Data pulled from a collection
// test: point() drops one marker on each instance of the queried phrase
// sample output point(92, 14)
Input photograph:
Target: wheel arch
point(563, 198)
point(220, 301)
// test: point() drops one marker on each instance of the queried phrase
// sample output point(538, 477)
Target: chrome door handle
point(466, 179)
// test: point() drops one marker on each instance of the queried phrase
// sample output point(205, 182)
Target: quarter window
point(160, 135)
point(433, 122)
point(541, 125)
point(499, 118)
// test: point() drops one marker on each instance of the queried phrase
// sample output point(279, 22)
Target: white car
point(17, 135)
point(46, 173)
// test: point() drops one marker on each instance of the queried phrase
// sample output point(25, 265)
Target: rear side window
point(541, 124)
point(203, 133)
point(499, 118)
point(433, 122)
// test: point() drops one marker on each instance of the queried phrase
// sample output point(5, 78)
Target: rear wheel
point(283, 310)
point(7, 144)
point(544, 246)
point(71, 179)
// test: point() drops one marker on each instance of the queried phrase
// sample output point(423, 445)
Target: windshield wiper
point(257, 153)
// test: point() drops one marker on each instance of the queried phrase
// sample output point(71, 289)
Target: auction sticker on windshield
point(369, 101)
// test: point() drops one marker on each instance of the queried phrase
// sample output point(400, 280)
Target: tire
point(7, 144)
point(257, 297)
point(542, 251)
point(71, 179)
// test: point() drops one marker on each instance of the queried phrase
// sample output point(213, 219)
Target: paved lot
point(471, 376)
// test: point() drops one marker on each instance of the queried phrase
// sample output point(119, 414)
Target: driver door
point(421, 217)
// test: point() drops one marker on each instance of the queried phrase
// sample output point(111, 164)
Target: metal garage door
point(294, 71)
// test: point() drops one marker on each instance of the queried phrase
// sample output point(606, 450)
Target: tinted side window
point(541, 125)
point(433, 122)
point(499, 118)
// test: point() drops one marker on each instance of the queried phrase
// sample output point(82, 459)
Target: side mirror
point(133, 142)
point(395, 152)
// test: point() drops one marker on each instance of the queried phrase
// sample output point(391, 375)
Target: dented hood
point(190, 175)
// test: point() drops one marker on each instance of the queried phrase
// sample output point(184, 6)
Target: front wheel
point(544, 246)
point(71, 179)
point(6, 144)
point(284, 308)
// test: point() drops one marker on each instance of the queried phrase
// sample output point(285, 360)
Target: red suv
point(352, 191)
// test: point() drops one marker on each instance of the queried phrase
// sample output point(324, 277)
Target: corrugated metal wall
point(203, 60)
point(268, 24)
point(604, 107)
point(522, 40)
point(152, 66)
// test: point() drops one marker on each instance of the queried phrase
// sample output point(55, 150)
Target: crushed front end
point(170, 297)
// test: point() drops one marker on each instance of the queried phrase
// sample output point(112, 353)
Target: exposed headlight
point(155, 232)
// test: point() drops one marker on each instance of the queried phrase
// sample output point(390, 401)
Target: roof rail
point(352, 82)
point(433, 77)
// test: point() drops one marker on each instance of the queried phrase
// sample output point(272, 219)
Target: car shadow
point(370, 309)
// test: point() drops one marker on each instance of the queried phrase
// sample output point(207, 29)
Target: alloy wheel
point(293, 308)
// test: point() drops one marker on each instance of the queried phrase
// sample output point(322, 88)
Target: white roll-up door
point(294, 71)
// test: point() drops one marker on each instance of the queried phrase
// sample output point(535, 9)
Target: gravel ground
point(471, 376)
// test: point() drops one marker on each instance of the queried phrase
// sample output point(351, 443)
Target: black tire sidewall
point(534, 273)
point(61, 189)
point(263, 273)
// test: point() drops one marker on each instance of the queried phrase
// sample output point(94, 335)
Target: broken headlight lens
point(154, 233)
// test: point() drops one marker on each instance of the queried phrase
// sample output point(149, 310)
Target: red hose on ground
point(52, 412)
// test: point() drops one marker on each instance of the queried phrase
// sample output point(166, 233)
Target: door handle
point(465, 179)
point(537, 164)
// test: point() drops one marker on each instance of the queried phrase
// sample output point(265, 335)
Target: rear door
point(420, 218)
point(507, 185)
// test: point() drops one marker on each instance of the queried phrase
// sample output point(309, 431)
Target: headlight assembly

**Problem statement:** Format the data from its first line up to and including the line with "point(466, 179)" as a Markdown table. Use the columns Row and Line, with a row number and the line's text in each row, and leave out blank lines.

**Exercise output:**
| Row | Line |
|---|---|
| 1 | // test: point() drops one marker on each instance of the queried phrase |
| 2 | // sample output point(92, 14) |
| 3 | Input photograph: |
| 4 | Target: wheel arch |
| 5 | point(563, 198) |
| 6 | point(220, 301) |
| 7 | // test: point() drops one marker on each instance of the queried phrase |
| 8 | // sample output point(538, 477) |
| 9 | Target: chrome door handle |
| 10 | point(466, 179) |